• _WHAT TO WORK ON_:
• A. In the review of the Brian Wilson film, which actor plays the young Wilson?
• B. Say whether each statement agrees with the review of the Brian Wilson film, answering yes or no and quoting the deciding words: (i) The Wilson boys were beaten by their father. (ii) Of the brothers, Brian suffered the least. (iii) The film follows a single track through his life.
• C. Please go on with the review of the Brian Wilson film, picking up after its final sentence.

• _DOCUMENT EXCERPT_:
▼
The distinctive indie vibe to the fractured tale of Beach Boys’ Brian Wilson pays a full tribute to his genius and his struggles
Love and Mercy were two qualities that troubled Beach Boy Brian Wilson found in painfully short supply during a life blessed and cursed by his musical genius.
Like the Jacksons, the Wilson boys were the subject of beatings from a tyrannical father whom they adored and feared.
Brian, sensitive and insightful, suffered the most, forever seeking approval that never came. Coupled with his explorations with LSD and a vulnerability to psychosis, he was turned from a creative force to shambling husk in inverse correlation to the appreciation he was due.
The film of his life takes twin tracks, in keeping with the theme of fractured identities and kaleidoscopic realities.
There is the young Wilson (played by Paul Dano) who wants to take the surfin’ and cruisin’ fun-time band into the sort of musically complex territory occupied by the Beatles but who finds his new sounds controversial and unloved.
▲
• _GIVEN ENTRIES_:
▼
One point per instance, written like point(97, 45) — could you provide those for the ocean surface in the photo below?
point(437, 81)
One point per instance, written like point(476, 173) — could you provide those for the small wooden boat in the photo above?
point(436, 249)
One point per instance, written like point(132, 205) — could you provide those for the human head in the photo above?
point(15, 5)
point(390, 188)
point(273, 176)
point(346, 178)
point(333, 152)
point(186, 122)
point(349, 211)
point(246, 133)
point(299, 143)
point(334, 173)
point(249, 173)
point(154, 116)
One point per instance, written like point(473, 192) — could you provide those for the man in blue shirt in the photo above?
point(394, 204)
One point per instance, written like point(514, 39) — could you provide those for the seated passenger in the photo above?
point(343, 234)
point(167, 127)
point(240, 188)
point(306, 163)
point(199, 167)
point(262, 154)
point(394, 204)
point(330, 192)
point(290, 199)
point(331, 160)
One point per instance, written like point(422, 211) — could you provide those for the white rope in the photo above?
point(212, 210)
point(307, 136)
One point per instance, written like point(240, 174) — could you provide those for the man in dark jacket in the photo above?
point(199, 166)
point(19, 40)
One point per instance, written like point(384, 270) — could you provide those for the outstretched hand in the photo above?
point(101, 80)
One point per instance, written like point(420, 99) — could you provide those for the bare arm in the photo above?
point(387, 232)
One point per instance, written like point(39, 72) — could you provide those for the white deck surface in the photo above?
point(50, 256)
▲
• _RESPONSES PER TASK_:
• A. Paul Dano

• B.
(i) Yes: "the Wilson boys were the subject of beatings from a tyrannical father"
(ii) No: "Brian, sensitive and insightful, suffered the most"
(iii) No: "The film of his life takes twin tracks"

• C.
The 1980s Wilson (played by John Cusack) is chaperoned, drugged up and bullied (in loco parentis) by “therapist” and mule-driver Dr Eugene Landy (Paul Giamatti).
We meet the vacant musician buying a Cadillac from former model Melinda Ledbetter (Elizabeth Banks) who will become his unlikely saviour, offering him those two qualities his life had lacked and rescuing him from a life of crippling servitude.
Both stories stand alone yet both central performances give a better sense of the whole. Paul Dano has the creative fizz of youth albeit haunted by a sense of indistinct menace. Cusack plays Wilson monotoned, eccentric and sweet but essentially broken.
For fans of the music, there is plenty to delight, including insights into how those extraordinary sounds came about while director Bill Pohlad has plenty of Instagram-style fun, providing an authentic sense of period.
The woozy camera work and visuals together with the (necessarily) mumble core vibe pour this Hollywood biopic into a low-key but stylish indie vessel.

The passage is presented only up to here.